### Information supplied

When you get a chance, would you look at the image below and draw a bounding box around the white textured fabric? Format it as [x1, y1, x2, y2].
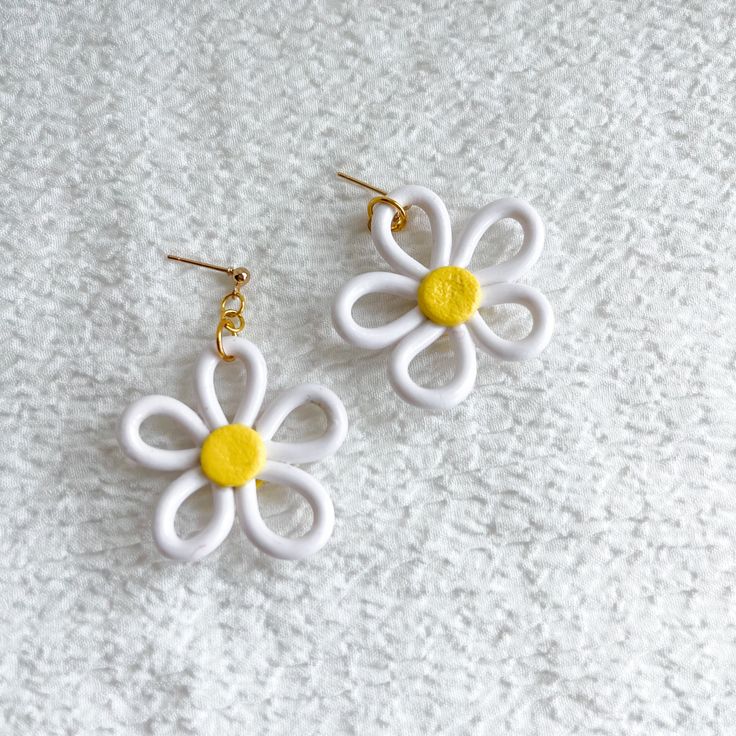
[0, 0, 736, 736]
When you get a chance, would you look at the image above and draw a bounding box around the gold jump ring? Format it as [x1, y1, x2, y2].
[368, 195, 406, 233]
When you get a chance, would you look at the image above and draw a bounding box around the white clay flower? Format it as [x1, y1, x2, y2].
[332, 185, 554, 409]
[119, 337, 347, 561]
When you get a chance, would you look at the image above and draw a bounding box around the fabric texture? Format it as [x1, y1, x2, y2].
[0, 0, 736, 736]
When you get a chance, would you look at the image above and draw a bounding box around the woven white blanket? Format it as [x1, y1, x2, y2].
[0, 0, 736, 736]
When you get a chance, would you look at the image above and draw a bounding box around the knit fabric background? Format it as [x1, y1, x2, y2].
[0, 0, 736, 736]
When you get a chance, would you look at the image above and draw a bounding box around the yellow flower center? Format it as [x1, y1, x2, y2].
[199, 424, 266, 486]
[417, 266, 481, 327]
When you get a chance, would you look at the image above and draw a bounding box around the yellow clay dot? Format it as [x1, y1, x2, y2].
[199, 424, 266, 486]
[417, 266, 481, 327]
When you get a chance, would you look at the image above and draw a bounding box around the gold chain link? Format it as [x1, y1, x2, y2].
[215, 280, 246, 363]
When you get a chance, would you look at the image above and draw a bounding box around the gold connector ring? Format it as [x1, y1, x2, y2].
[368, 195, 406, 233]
==
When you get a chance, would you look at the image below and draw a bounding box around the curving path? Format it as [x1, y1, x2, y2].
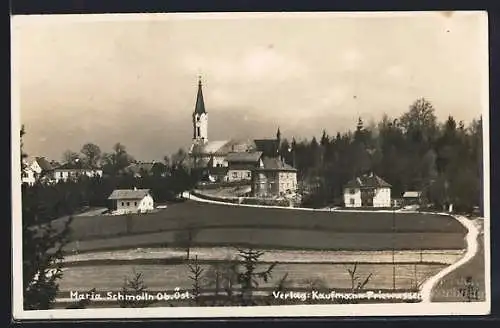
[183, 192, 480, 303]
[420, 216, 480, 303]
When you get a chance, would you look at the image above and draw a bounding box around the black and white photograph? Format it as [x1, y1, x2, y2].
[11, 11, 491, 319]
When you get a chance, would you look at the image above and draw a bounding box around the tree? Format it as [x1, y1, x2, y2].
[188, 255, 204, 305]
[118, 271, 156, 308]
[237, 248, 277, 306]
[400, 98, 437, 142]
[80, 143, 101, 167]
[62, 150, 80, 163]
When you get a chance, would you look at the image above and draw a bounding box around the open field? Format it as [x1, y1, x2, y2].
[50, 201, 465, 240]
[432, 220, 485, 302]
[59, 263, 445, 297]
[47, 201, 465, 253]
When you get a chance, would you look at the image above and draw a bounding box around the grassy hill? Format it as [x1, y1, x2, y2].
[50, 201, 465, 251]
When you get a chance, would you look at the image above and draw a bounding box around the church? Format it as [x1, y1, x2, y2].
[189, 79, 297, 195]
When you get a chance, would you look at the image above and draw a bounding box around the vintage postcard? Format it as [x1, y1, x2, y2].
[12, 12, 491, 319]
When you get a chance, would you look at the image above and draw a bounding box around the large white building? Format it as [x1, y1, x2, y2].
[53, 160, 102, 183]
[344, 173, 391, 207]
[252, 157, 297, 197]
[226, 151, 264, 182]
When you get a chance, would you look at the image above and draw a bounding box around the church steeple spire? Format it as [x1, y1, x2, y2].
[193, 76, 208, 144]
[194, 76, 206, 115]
...
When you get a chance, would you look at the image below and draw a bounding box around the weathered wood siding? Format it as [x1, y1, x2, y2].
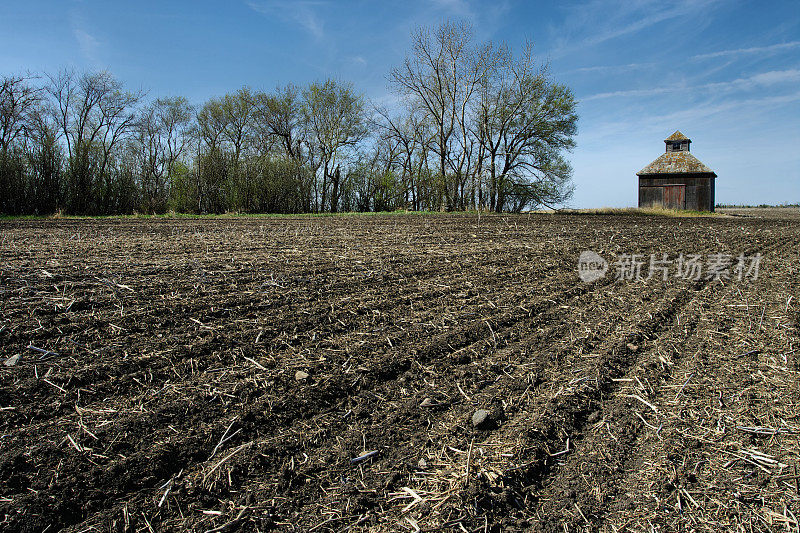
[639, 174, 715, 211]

### Requirement
Rescale the rows from the line that has "photograph? Format it as [x1, y1, x2, y2]." through the line that has "[62, 150, 80, 163]", both included. Write every line in that span again, requests unchanged, with each bounding-box coordinate multiplied by 1.45 and rounded to a whole number, halves rounded up.

### Final result
When you get a chance, would you look at the image above and draw a bounding box around the black and white photograph? Format it as [x1, y1, x2, y2].
[16, 16, 712, 463]
When you get a chance, would you look at the image above and draw a bounding box around the tree? Format it as [x1, y1, x2, y2].
[273, 370, 296, 442]
[171, 393, 226, 447]
[344, 360, 402, 444]
[580, 142, 634, 206]
[116, 207, 146, 242]
[90, 218, 116, 236]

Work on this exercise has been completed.